Find the line containing "target | black work shoe" in the material below; copy that line and all following lines exactly.

------------------------------------------------------------------------

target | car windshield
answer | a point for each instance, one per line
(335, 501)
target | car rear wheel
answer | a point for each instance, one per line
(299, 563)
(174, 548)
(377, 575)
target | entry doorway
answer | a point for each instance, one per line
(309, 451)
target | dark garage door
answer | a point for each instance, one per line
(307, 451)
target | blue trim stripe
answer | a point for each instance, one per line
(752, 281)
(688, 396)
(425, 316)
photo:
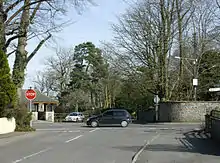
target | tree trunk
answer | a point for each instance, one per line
(18, 75)
(3, 18)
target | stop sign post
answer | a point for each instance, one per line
(30, 94)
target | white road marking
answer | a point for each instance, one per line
(52, 129)
(142, 149)
(73, 139)
(94, 130)
(34, 154)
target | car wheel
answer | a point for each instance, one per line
(94, 124)
(124, 124)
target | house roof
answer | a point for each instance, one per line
(39, 98)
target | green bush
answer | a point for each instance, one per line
(8, 91)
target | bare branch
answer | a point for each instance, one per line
(11, 39)
(12, 6)
(34, 12)
(37, 48)
(20, 10)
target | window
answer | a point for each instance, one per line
(108, 113)
(119, 113)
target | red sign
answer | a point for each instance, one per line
(30, 94)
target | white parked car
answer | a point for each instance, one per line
(75, 117)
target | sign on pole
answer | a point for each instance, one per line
(30, 94)
(156, 99)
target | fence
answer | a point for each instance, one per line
(60, 117)
(214, 115)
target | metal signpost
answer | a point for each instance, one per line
(30, 94)
(156, 101)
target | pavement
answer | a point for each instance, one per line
(75, 143)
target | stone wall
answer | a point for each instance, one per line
(215, 132)
(185, 111)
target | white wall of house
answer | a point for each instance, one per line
(7, 125)
(34, 116)
(50, 116)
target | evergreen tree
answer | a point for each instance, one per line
(7, 87)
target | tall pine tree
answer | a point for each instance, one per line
(7, 87)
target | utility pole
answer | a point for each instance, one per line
(195, 63)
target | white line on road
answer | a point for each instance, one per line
(34, 154)
(52, 129)
(73, 139)
(142, 149)
(94, 130)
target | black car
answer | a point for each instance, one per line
(110, 117)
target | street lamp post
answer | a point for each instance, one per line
(195, 79)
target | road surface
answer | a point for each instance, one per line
(72, 143)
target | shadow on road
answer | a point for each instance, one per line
(192, 142)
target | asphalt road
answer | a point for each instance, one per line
(72, 143)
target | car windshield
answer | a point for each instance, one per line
(73, 114)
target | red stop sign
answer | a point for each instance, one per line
(30, 94)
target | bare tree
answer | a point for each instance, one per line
(22, 20)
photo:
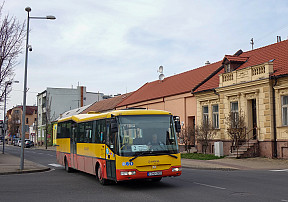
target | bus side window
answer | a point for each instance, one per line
(59, 125)
(103, 131)
(94, 132)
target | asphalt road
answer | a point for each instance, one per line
(193, 185)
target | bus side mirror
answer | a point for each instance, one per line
(177, 123)
(114, 126)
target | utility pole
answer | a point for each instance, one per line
(252, 43)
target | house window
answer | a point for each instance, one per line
(215, 116)
(285, 110)
(234, 114)
(205, 114)
(227, 67)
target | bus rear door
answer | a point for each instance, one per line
(73, 147)
(110, 150)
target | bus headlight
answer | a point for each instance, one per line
(128, 173)
(176, 169)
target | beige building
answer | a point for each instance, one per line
(253, 84)
(172, 94)
(14, 117)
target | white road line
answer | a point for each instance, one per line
(283, 170)
(55, 165)
(207, 185)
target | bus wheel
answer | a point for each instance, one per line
(67, 168)
(100, 176)
(156, 179)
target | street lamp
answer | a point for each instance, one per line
(7, 83)
(28, 47)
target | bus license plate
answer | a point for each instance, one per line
(154, 173)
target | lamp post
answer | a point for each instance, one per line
(28, 47)
(7, 83)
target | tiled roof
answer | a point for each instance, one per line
(278, 53)
(173, 85)
(107, 104)
(235, 58)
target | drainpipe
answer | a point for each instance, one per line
(274, 119)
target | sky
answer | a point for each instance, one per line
(116, 46)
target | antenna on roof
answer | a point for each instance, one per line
(161, 75)
(252, 43)
(160, 70)
(278, 39)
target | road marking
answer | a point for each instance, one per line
(207, 185)
(55, 165)
(283, 170)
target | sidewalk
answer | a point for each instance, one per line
(10, 164)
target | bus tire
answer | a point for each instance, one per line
(67, 168)
(156, 179)
(99, 175)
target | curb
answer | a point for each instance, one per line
(25, 171)
(205, 168)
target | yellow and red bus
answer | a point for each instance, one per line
(120, 145)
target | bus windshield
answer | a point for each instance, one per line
(146, 134)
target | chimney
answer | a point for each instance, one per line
(207, 63)
(278, 39)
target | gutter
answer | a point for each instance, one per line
(274, 150)
(208, 78)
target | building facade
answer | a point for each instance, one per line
(252, 84)
(55, 101)
(14, 117)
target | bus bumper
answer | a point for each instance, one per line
(133, 174)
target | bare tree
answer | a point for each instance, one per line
(48, 119)
(12, 34)
(236, 129)
(14, 124)
(205, 133)
(187, 137)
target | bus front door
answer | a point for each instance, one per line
(110, 156)
(73, 148)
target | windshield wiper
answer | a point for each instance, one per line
(137, 155)
(173, 156)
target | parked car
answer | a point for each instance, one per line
(15, 141)
(29, 143)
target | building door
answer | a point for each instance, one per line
(254, 119)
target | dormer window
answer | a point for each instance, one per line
(227, 67)
(233, 62)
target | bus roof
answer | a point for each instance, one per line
(94, 116)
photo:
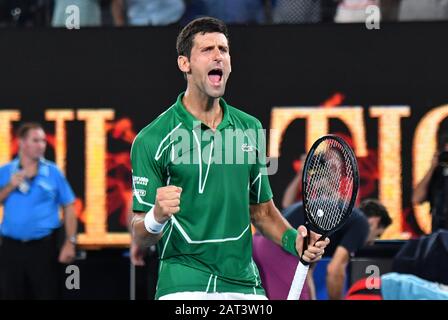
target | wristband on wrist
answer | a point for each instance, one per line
(151, 225)
(289, 241)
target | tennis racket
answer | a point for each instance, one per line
(330, 182)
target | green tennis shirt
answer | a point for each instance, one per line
(207, 245)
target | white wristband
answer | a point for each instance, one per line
(151, 225)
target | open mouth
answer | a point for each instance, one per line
(215, 76)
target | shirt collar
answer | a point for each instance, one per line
(43, 169)
(191, 122)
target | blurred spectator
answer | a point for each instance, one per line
(236, 11)
(154, 12)
(89, 12)
(229, 11)
(353, 10)
(423, 10)
(363, 227)
(28, 13)
(295, 11)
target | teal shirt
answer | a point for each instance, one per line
(207, 245)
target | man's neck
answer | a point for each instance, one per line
(27, 162)
(204, 108)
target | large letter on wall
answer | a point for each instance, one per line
(60, 117)
(425, 144)
(389, 162)
(317, 125)
(6, 117)
(95, 194)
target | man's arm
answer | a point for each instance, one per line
(68, 250)
(336, 273)
(140, 235)
(167, 204)
(420, 192)
(269, 221)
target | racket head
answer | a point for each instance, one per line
(330, 182)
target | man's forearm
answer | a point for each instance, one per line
(140, 235)
(5, 191)
(335, 285)
(291, 192)
(271, 224)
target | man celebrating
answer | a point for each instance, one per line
(197, 187)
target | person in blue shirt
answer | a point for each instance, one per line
(32, 190)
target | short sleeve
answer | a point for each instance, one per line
(65, 193)
(146, 176)
(5, 176)
(260, 189)
(357, 234)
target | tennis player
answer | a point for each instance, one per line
(196, 190)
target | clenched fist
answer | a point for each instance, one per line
(167, 203)
(17, 179)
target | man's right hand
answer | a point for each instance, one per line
(17, 179)
(167, 203)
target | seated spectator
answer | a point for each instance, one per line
(292, 11)
(362, 227)
(229, 11)
(154, 12)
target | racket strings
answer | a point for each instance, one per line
(329, 168)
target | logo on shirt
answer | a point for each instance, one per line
(140, 192)
(140, 180)
(247, 148)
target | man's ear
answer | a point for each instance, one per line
(183, 64)
(374, 221)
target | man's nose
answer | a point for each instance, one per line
(217, 54)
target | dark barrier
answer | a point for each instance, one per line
(384, 90)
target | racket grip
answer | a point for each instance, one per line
(298, 281)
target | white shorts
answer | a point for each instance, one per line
(198, 295)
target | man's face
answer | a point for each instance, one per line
(209, 65)
(375, 229)
(34, 144)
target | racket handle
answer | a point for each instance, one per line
(298, 281)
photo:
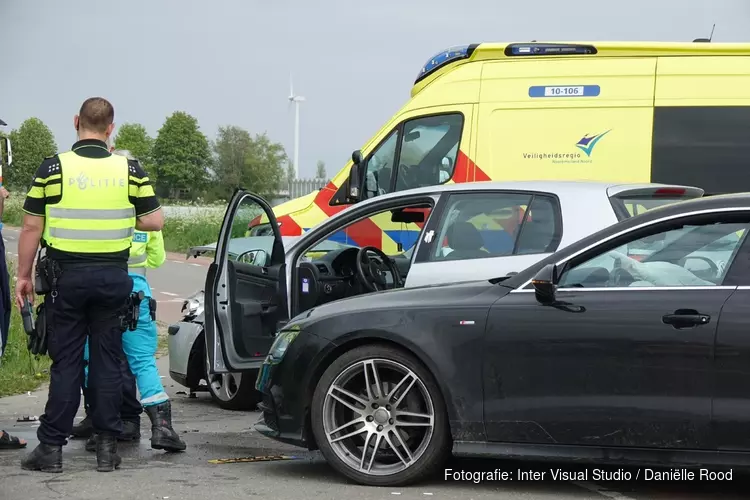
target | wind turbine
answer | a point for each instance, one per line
(295, 99)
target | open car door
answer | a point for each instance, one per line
(246, 299)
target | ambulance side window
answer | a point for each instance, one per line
(379, 170)
(429, 150)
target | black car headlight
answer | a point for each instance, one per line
(282, 342)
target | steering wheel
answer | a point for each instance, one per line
(712, 267)
(621, 278)
(371, 270)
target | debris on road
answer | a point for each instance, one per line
(270, 458)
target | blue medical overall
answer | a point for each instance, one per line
(140, 347)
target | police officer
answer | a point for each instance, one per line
(147, 251)
(84, 205)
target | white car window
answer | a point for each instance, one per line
(483, 225)
(691, 255)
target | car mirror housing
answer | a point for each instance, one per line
(545, 284)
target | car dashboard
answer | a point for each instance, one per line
(333, 276)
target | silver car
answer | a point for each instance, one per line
(448, 233)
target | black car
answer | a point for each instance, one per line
(630, 345)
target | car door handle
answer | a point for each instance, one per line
(685, 318)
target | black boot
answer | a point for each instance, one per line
(91, 443)
(163, 437)
(107, 458)
(45, 458)
(84, 428)
(131, 431)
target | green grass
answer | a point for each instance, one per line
(180, 232)
(20, 371)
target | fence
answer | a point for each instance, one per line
(295, 189)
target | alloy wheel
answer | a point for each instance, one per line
(378, 417)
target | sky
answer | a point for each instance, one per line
(228, 62)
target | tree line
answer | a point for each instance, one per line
(181, 161)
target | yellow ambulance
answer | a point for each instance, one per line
(612, 111)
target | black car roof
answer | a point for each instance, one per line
(708, 203)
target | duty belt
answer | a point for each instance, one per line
(141, 271)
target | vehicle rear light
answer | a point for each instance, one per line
(669, 192)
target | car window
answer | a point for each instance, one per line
(690, 255)
(246, 245)
(380, 231)
(379, 170)
(429, 149)
(481, 225)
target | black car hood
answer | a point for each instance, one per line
(469, 294)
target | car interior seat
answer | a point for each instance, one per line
(537, 234)
(466, 242)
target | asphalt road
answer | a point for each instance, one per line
(212, 433)
(174, 281)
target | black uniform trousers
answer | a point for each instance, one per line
(131, 408)
(90, 300)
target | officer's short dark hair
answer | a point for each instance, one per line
(96, 114)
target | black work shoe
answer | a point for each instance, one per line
(163, 437)
(45, 458)
(84, 428)
(131, 431)
(91, 443)
(107, 458)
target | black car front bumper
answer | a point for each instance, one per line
(286, 387)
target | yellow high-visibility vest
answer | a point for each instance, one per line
(147, 251)
(95, 214)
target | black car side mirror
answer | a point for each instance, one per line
(545, 284)
(354, 177)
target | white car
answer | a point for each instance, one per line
(450, 233)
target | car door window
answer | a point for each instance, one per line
(429, 149)
(482, 225)
(379, 170)
(689, 255)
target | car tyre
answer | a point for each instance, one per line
(433, 449)
(234, 391)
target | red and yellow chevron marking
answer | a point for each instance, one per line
(297, 216)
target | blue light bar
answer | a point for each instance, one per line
(442, 58)
(547, 49)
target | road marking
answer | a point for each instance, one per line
(601, 490)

------------------------------------------------------------------------

Response:
target | black work shoe
answer | a point for each instance, one per line
(163, 437)
(45, 458)
(84, 428)
(131, 431)
(91, 443)
(107, 458)
target | black car front bumper
answer | a point for each instance, one per line
(286, 387)
target | yellow high-visibility vest
answer | a point for each instance, one per line
(147, 251)
(95, 214)
target | black car side mirror
answer | a point for each instance, one per line
(545, 284)
(354, 177)
target | white car
answer | a point for each instance, one per line
(450, 233)
target | car door window
answer | a point for each instance, one per line
(429, 149)
(482, 225)
(379, 170)
(689, 255)
target | car tyre
answer | a point for each instance, one per line
(433, 449)
(234, 391)
target | red and yellow chevron marking
answer | a point for each instance, one per line
(297, 216)
target | blue light bar
answer | a point for each instance, one per line
(442, 58)
(547, 49)
target | road marking
answer | a point for each instance, one per line
(601, 490)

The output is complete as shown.